▸ **Supplied text**:

For many of us peanut butter and jelly sandwiches were a staple in our lunchboxes. I loved it as a kid and even though I’m grown up now I will confess that a spoonful of peanut butter for a midnight snack sometimes just hits the spot. The creamy nutty taste and irresistible lip licking texture is simply wonderful. It has many health benefits being rich in antioxidant vitamin E, muscle-friendly potassium, and it is a great source of fiber and good fat. With all of these great properties for us humans it is no surprise why it is recommended as a tasty irresistible treat for the four-legged man’s best friend as well.
For most of us dog lovers, we have learned over the years that our canine family members have a special affinity for the delicious nutty spread. Peanut butter is a common flavor for biscuits and it can be used in toys or to re-fill frozen bones. It can also be a good enticer to get them to eat pills or other types of medication. In many cases using peanut butter as a treat is fine as long as it is just an occasional treat because too much peanut butter in excess can be problematic like causing pancreatitis and obesity. The point of this blog, however is not to discuss the effects of dogs being fed too much peanut butter, but rather to state that not all peanut butters are the same.
We always want to buy the best foods for our body as well as things we feed to enhance our animal’s health. As the current issues arise with GMO’s and added sugars, consumers are looking for products that are more “natural” with less additives and more whole ingredients. Overall this is probably beneficial for everyone to have less “junk” in the things we eat and let our pets enjoy. The once thought already good-for-you and super nutritious peanut butter has even stepped it up to reach out to the health conscious customer. Before you and your pet become a cautionary tale please be aware of the scares that some of these sandwich spreads can cause.
Recently, a few companies have started making a “healthier” peanut butter by adding a natural sugar alcohol sweetener called Xylitol. I learned about this sweetener a long time ago from my obsession with Trident gum: “made with Xylitol”. They use it because of its ability to help prevent cavities and tooth decay. With the newfound knowledge of the properties of xylitol as a natural sugar, its low glycemic index, and its benefit to our pearly whites, we have started to see xylitol popping up in all sorts of food and dental products in the last few years. While this natural sweetener may be harmless to humans it is extremely dangerous for our dogs even in the smallest quantities.

▸ **Data for analysis**:
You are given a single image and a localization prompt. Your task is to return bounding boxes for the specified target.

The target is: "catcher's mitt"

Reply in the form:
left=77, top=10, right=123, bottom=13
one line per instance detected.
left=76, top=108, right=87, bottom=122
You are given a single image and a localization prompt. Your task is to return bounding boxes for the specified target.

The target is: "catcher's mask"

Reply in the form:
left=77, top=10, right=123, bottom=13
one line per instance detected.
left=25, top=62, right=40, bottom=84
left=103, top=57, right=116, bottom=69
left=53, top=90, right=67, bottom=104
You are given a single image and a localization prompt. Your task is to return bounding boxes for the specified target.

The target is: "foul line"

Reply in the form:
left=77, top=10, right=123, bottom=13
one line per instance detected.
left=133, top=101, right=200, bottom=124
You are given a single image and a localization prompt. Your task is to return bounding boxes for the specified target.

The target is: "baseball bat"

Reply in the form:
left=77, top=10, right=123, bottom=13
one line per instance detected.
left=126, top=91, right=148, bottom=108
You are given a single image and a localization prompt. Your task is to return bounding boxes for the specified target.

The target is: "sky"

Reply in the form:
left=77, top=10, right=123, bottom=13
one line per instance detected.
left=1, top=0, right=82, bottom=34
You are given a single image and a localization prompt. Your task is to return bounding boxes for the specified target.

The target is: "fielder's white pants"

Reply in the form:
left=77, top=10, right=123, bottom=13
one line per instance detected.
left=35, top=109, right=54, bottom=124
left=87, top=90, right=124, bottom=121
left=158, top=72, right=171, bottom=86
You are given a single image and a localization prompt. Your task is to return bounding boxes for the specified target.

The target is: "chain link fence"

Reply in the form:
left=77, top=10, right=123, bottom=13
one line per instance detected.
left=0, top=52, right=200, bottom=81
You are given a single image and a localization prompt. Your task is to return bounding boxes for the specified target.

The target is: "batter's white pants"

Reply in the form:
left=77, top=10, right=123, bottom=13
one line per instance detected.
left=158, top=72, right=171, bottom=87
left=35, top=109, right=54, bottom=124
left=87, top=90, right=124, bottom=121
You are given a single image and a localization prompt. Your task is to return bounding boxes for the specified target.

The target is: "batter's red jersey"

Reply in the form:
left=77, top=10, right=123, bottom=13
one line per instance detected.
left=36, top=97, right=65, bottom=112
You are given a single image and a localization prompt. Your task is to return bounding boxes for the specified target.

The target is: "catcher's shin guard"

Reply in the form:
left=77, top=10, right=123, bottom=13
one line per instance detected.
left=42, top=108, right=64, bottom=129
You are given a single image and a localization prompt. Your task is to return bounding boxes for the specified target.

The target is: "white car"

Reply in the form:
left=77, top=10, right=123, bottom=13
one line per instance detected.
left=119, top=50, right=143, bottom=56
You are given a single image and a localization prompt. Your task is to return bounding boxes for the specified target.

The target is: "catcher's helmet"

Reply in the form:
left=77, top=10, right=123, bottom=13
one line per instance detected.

▸ **Task requirements**: Continue the text on peanut butter and dogs, beginning after its final sentence about xylitol being dangerous to dogs.

▸ **Answer for the task**:
Ingestion of as little as .1gram of xylitol per kilogram of weight can cause a rapid drop in a dog’s blood sugar level causing a condition called hypoglycemia. Hypoglycemia can show as staggering, appearing disoriented, weakness and seizures. Slightly more than that, approximately .5g/kg ingested can lead to debilitation, and sadly often deadly, destruction of a dog’s liver cells. This toxic dose could even be less for dogs with pre-existing medical conditions like diabetes or hepatitis. Xylitol isn’t comparable to your dog eating avocados or some chocolate, where it may not affect your dog at all or the damage could be minimal. If you were out and about and Fido was able to ingest a whole jar of peanut butter containing xylitol before you came home, the result could be fatal….very sad….but very true.
So far the five biggest national brands of peanut butter containing xylitol to watch out for are:
1. Go Nuts
2. Hank’s Protein Plus Peanut Butter
3. Krush Nutrition
4. Nuts ‘N More
I’m sure there are more out there on the market, but these seem to be the most commonly seen. Obviously these hound hazards can be easily avoided by simply reading the ingredients in your toothpaste or food items, especially peanut butter, and being aware of them in your house. Something else to keep in mind is if the package says “sweetened naturally” or uses a “natural sweetener” make sure you flip it over and read the label and look for xylitol. It is often misconstrued as an artificial sweetener- but it’s not. Other sugar alcohols, such as erythritol, glycerol, maltitol, and sorbitol are not yet known to be toxic to dogs but better to be safe than sorry. Some companies have even said they would put a little blurb on the front saying “not safe for dogs” but until that day comes…. please read the labels.